Camões Filho
O tempo não pára, já cantava Cazuza.
E nessa corrida tresloucada, as novidades tecnológicas que surgem a cada dia
transformam em verdadeiras peças de museu aquilo que até ontem era moderno.
Veja o exemplo do videocassete, que aqui no Brasil surgiu lá nos anos oitenta
do século passado. Foi um furor. Todo mundo queria ter um, para assistir em
casa os filmes que antes só se viam no cinema. Taubaté não tinha então mais
nenhum cinema, não havia ainda TV a cabo, e tudo isso contribuiu para que o
videocassete passasse a ser o objeto de desejo de todos os cinéfilos.
Meu primeiro vídeo foi um daqueles G-9. Pesava uns dez quilos. Nos primeiros
anos, pegava filme todo dia na locadora do Roberto, que ficava ali pertinho da
Prefeitura, em frente do antigo Banco de Sangue. Em três anos eu assisti mais
de mil filmes. Percorri toda a filmografia mundial. Revi todos aqueles filmes
que curtia nos velhos cinemas de Taubaté: Palas, Metrópole, Urupês, Odeon e Boa
Vista. O que gastei com aluguel de fita dava para comprar um Fusquinha
meia-meia.

> Exercícios
1. Segundo o texto sobre o videocassete, quanto pesava o primeiro aparelho G-9 mencionado?
2. Edite o trecho do texto sobre o videocassete que vai de "Camões Filho" até "ontem era moderno.", inclusive, substituindo "corrida" por "disputa".
Os registros são um material à parte, sem relação com o texto.

Registros de dados extraídos:

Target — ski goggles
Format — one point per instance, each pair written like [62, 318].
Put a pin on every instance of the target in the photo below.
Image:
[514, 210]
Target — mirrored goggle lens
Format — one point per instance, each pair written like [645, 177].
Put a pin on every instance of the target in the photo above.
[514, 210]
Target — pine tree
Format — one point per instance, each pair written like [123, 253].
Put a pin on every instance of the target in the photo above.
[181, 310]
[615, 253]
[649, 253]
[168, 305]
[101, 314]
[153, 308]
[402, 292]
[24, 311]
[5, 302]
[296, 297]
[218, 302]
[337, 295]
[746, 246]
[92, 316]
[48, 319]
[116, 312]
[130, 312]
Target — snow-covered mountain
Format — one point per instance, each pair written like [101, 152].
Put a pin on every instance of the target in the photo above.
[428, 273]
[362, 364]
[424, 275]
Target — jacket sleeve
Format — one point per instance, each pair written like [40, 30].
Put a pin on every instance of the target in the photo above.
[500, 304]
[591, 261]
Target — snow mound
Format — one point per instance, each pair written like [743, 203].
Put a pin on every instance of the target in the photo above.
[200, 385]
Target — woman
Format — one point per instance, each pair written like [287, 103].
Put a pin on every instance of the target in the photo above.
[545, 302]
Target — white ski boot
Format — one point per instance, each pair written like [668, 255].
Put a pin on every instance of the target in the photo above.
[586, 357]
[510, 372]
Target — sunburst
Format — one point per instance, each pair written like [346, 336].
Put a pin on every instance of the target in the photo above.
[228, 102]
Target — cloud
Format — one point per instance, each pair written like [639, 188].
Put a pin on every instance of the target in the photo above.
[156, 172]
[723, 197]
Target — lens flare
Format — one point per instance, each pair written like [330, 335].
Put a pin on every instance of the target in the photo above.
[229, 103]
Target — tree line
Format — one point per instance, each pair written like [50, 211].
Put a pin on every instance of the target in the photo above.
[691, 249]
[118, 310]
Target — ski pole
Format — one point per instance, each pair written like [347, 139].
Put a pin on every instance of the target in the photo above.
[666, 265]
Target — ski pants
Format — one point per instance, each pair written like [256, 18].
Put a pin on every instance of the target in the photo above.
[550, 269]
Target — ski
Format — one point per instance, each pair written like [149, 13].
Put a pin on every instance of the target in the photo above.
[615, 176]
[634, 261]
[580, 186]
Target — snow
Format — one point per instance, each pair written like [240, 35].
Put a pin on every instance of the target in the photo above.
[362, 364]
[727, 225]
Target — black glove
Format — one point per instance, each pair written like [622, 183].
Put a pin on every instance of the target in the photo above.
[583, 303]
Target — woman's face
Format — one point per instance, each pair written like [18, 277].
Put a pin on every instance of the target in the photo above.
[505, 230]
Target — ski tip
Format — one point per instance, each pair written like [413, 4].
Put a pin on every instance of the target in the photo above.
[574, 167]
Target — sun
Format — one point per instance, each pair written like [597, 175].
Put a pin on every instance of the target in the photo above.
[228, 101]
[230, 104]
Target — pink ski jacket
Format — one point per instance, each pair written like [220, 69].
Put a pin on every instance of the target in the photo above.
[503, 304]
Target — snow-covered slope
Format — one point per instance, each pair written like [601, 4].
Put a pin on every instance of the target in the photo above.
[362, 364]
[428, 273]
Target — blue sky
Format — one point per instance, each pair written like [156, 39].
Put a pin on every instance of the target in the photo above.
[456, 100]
--
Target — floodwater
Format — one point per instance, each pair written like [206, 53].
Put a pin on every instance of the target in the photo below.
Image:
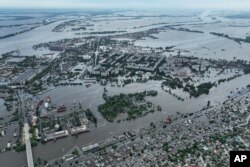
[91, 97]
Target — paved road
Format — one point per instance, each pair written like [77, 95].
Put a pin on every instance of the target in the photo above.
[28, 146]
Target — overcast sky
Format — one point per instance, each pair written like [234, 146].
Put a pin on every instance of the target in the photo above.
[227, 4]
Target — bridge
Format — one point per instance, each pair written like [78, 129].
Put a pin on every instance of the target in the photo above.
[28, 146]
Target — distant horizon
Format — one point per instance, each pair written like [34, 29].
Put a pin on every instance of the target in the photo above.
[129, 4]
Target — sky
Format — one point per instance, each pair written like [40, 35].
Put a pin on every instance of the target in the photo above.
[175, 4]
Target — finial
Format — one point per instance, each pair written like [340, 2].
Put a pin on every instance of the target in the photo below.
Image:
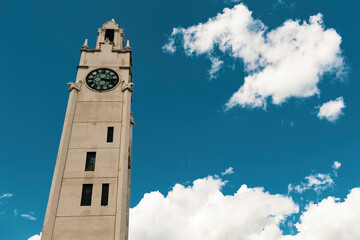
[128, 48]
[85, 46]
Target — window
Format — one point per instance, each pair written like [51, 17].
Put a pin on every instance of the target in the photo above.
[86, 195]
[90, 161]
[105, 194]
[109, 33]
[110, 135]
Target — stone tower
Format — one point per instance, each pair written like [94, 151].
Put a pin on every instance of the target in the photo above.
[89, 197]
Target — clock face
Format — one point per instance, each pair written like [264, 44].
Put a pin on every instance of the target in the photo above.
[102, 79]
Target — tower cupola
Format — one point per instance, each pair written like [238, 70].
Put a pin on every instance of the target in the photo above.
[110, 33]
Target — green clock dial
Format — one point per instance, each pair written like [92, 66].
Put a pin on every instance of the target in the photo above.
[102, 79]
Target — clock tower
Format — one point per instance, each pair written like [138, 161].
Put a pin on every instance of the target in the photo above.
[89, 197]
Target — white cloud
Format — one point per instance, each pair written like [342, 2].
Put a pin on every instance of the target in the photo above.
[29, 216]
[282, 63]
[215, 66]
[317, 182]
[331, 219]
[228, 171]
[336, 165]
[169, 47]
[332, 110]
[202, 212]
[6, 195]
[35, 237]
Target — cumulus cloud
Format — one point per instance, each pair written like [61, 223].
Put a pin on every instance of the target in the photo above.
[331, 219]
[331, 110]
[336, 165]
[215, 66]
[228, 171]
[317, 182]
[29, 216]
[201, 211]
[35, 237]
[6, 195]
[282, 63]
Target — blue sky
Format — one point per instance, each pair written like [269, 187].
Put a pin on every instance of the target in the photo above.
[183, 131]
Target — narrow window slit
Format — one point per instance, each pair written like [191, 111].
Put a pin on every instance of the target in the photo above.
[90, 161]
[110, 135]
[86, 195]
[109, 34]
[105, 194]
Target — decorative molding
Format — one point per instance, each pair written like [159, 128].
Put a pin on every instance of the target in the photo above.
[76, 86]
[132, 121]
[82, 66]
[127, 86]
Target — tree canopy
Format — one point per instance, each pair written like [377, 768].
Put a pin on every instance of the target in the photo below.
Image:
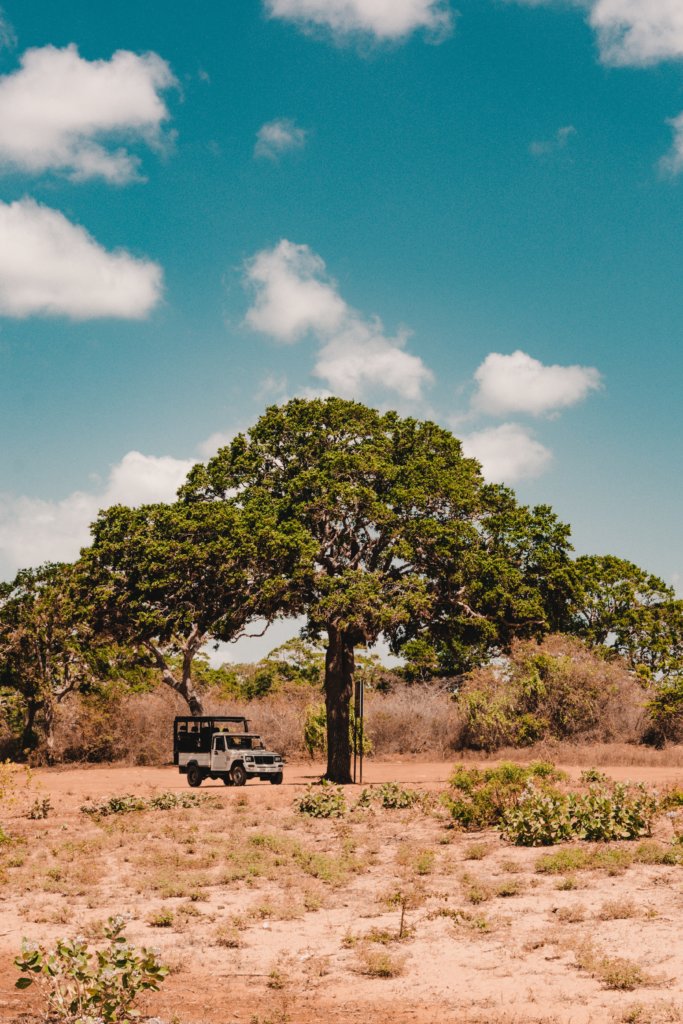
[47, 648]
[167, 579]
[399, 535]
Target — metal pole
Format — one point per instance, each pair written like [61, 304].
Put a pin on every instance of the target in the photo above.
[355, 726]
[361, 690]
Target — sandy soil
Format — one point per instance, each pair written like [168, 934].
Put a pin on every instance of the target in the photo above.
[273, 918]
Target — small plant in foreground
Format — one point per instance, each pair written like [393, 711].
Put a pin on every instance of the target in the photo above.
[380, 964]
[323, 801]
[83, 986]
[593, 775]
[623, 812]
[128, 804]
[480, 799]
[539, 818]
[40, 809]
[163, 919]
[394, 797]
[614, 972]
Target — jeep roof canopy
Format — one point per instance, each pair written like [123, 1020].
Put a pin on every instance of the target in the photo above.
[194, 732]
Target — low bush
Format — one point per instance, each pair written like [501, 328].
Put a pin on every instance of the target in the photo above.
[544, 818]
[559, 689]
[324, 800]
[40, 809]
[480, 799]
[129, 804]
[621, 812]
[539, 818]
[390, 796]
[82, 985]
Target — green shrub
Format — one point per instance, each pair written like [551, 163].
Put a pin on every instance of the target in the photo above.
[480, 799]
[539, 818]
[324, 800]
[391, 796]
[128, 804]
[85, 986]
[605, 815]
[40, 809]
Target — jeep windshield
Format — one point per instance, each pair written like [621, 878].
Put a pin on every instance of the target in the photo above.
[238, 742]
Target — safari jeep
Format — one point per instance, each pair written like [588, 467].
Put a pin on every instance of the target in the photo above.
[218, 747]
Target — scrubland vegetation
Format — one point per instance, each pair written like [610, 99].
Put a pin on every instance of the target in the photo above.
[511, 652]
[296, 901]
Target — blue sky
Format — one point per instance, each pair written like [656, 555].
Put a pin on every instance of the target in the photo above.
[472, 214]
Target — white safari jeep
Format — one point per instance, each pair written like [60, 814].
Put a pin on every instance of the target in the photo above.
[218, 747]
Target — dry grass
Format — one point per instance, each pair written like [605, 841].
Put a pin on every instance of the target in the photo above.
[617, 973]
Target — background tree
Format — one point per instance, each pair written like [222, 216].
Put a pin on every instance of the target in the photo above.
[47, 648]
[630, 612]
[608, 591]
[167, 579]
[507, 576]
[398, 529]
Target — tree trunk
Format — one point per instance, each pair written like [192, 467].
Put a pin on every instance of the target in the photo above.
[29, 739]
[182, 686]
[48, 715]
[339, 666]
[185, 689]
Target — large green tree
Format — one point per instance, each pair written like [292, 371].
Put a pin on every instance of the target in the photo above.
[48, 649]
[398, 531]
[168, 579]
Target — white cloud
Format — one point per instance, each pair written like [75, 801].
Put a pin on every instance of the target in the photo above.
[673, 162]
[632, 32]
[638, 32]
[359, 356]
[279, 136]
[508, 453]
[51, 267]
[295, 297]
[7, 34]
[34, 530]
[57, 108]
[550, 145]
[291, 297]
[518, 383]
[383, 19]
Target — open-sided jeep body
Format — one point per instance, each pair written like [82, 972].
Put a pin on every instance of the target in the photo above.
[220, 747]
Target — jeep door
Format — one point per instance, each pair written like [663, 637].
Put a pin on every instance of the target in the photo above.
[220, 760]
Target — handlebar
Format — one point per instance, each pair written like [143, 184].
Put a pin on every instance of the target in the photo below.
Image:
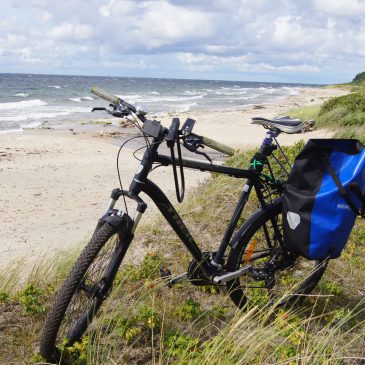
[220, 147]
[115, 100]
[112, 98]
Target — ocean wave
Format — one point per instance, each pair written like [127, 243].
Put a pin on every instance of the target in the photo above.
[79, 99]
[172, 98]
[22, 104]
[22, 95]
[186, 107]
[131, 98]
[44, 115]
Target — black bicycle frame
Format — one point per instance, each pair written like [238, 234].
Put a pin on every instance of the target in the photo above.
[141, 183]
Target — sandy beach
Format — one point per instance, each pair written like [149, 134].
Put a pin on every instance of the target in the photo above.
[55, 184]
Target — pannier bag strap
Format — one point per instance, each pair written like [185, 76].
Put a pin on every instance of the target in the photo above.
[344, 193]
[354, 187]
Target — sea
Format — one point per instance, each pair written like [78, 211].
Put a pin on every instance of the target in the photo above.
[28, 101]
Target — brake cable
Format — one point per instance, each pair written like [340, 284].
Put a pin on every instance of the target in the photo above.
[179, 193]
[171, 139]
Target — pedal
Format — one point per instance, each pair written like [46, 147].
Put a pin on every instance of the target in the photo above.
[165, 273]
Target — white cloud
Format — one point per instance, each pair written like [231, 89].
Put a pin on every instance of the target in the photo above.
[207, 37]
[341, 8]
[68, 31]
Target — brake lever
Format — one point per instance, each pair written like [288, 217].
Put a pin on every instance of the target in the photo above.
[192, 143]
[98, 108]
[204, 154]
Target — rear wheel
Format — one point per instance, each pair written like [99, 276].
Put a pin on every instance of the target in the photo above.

> Respostas dos exercícios
1. Uns dez quilos.

2.
Camões Filho
O tempo não pára, já cantava Cazuza.
E nessa disputa tresloucada, as novidades tecnológicas que surgem a cada dia
transformam em verdadeiras peças de museu aquilo que até ontem era moderno.